-------- Passage to read

The bottom of this picture shows a little lavender plant coming into flower - I remember asking for lavender... I've got another bush in a small pot which needs planting somewhere more sensible at some stage.


This might be a geranium



Look at my strawberries! I've never grown them before. There all came from friends in Northern Ireland; we brought them back as small pots last Summer and I just shoved them all into one of my vegetable tubs. Sunday's task is to net them against the birds.



This little pot has a 'rescue' miniature rose. There were two pots each with two dried out and dying rose plants in Waitrose last Summer, for just a couple of pounds each. They are still not in great shape, but this one has a most enormous bud.  Potting them all up looks like being another job for Sunday.

----------------
-------- Information provided

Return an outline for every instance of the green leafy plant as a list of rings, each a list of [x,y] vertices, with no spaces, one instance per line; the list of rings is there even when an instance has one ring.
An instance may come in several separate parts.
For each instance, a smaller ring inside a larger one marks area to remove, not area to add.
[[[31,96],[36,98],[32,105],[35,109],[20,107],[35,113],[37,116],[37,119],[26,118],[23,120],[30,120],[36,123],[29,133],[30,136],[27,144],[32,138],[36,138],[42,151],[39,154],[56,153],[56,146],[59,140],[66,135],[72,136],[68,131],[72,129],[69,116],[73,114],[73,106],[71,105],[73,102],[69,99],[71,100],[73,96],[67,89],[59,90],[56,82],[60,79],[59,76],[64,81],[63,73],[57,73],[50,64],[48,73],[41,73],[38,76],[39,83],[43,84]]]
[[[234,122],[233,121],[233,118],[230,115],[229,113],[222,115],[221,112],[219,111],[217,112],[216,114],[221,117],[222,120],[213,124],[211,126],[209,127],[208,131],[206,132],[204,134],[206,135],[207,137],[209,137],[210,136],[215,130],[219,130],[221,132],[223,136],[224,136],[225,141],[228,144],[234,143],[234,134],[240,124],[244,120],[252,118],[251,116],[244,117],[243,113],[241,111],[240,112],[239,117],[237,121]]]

----------------

-- Directions --
Reproduce the full passage about the garden plants word for word, from the lavender to the miniature rose.

-- Solution --
The bottom of this picture shows a little lavender plant coming into flower - I remember asking for lavender... I've got another bush in a small pot which needs planting somewhere more sensible at some stage.


This might be a geranium



Look at my strawberries! I've never grown them before. There all came from friends in Northern Ireland; we brought them back as small pots last Summer and I just shoved them all into one of my vegetable tubs. Sunday's task is to net them against the birds.



This little pot has a 'rescue' miniature rose. There were two pots each with two dried out and dying rose plants in Waitrose last Summer, for just a couple of pounds each. They are still not in great shape, but this one has a most enormous bud.  Potting them all up looks like being another job for Sunday.